Comunque Scarponi oggi sarebbe stato contento dell’azzardo e della smorfia sofferta di Formolo, delle sortite di Villella, delle puntate offensive in funzione dei capitani fatte da De Marchi, Brambilla o Caruso, di Moscon duro, umile e fedele, del proprio capitano di anni anteriori Fuglsang, che arriva a dieci secondi dopo una gara cominciata con un pianto a dirotto ma altresì del compagno e collega Cataldo che, già distrutto emotivamente al via, non ce l’ha fatta a finire.
Eppure, va detto, questa corsa da italiani vede gli italiani anche se degnissimi sempre più outsider e gregari. Forse c’è un qualche rapporto con il calo di oltre il 40% dei km in bici percorsi all’anno per abitante, in Italia rispetto al 1997, vent’anni fa, quando Michele era juniores?
Michele Scarponi fu tra i primi e più entusiasti professionisti a sostenere, l’iniziativa #salvaiciclisti, innescata ormai cinque anni fa. Da allora i ciclisti morti in Italia hanno superato i milleduecento. Michele è uno fra le centinaia di ciclisti che ogni anno vengono ammazzati sulle strade italiane, chi per lavoro – come nel suo caso, o di chi in bici ci va in fabbrica o in ufficio – chi per il puro piacere di spostarsi senza rumore e inquinamento. Non credete a chi dice che è perché la bici è intrinsecamente pericolosa: la straripante maggioranza delle morti è causata da un veicolo a motore. Non credete a chi dice che non potrebbe essere diversamente, perché le strade sono fatte per le automobili: negli altri Paesi europei la situazione è ben diversa rispetto all’Italia. In Francia, dove il ciclismo, numeri alla mano, si pratica quanto in Italia, i morti si attestano intorno ai 150 all’anno. La media italiana dal 2001 al 2015 è di 300.
L’Italia è di gran lunga il Paese con la peggior combinazione di pratica ciclistica relativamente moderata e gran numero di morti: la Polonia, con cui ci disputavamo il poco ambito trofeo, ha rivoluzionato la propria sicurezza stradale nell’ultimo quinquennio. La Spagna, vent’anni fa uno dei Paesi meno pedalatori del continente nonostante il mito Indurain, ha cambiato in modo sempre più radicale il proprio codice della strada dal 2001 al 2014, con governi di ogni colore, e nell’ultimo biennio il ciclismo amatoriale ha scavalcato calcio, nuoto e atletica diventato lo sport più praticato nel tempo libero.
○ ○ ○ ○ ○
#### Problema assegnato 1:
Secondo il testo sui ciclisti morti in Italia, qual è la media italiana dal 2001 al 2015?

#### Dati forniti:
○ ○ ○ ○ ○
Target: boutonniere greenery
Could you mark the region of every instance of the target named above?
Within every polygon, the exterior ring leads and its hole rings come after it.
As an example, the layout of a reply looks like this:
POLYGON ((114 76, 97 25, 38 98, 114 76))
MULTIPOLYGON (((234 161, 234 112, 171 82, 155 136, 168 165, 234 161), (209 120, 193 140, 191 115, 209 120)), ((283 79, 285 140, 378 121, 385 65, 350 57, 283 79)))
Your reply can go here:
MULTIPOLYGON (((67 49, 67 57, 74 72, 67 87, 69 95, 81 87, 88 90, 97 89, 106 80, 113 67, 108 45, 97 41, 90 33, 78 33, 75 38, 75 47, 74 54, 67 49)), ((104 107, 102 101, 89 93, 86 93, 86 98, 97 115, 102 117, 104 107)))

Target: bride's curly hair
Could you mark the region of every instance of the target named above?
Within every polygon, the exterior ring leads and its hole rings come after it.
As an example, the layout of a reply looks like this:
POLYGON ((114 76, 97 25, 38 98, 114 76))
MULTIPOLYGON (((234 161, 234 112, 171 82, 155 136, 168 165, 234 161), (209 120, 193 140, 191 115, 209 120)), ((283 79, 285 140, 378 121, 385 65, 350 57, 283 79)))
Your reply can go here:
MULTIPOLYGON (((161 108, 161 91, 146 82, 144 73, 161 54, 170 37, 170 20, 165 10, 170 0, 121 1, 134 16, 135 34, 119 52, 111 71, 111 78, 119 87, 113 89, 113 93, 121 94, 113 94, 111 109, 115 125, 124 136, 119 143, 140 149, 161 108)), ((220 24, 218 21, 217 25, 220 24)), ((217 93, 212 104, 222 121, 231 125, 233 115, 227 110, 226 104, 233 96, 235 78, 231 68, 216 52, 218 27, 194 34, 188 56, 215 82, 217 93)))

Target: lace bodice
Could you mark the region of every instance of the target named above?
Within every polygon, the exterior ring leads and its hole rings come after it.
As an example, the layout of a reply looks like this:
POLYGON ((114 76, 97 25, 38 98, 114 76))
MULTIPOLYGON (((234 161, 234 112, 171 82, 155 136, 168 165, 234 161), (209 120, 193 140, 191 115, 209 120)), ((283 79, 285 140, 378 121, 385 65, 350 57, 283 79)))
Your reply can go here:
○ ○ ○ ○ ○
#### Problema assegnato 2:
Ripeta parola per parola, dal primo all'ultimo, i record riportati qui sopra.

#### Risultato completo 1:
La media italiana dal 2001 al 2015 è di 300.

#### Risultato completo 2:
Target: boutonniere greenery
Could you mark the region of every instance of the target named above?
Within every polygon, the exterior ring leads and its hole rings come after it.
As an example, the layout of a reply looks like this:
POLYGON ((114 76, 97 25, 38 98, 114 76))
MULTIPOLYGON (((234 161, 234 112, 171 82, 155 136, 168 165, 234 161), (209 120, 193 140, 191 115, 209 120)), ((283 79, 285 140, 378 121, 385 65, 350 57, 283 79)))
Your reply can go here:
MULTIPOLYGON (((67 49, 67 57, 74 72, 67 87, 69 95, 81 87, 88 90, 97 89, 106 80, 113 67, 108 45, 97 41, 90 33, 78 33, 75 38, 75 47, 74 54, 67 49)), ((104 107, 102 101, 89 93, 86 93, 86 98, 97 115, 102 117, 104 107)))

Target: bride's curly hair
Could you mark the region of every instance of the target named above?
Within every polygon, the exterior ring leads and its hole rings come after it.
As an example, the layout of a reply looks like this:
POLYGON ((114 76, 97 25, 38 98, 114 76))
MULTIPOLYGON (((234 161, 234 112, 171 82, 155 136, 168 165, 234 161), (209 120, 193 140, 191 115, 209 120)), ((283 79, 285 140, 378 121, 385 65, 350 57, 283 79)))
Your reply can go here:
MULTIPOLYGON (((161 108, 161 91, 146 82, 144 73, 161 54, 170 37, 170 20, 165 10, 170 0, 121 1, 134 16, 135 34, 119 52, 111 71, 111 78, 119 87, 113 89, 113 93, 121 94, 113 94, 111 109, 115 125, 124 136, 119 143, 140 149, 161 108)), ((220 24, 218 21, 217 25, 220 24)), ((217 93, 212 104, 222 121, 231 125, 233 115, 227 110, 226 104, 233 96, 235 78, 231 68, 216 52, 218 27, 194 34, 188 56, 215 82, 217 93)))

Target: lace bodice
Could you mark the region of every instance of the target named above?
Within every polygon, the exterior ring leads and its hole rings come after it.
As an example, the layout of a reply looks like this:
POLYGON ((114 76, 97 25, 38 98, 114 76))
MULTIPOLYGON (((234 161, 234 112, 171 82, 155 136, 168 165, 234 161), (209 120, 193 140, 191 115, 209 120)), ((283 79, 285 140, 378 121, 385 65, 350 57, 283 79)))
Your reply can go here:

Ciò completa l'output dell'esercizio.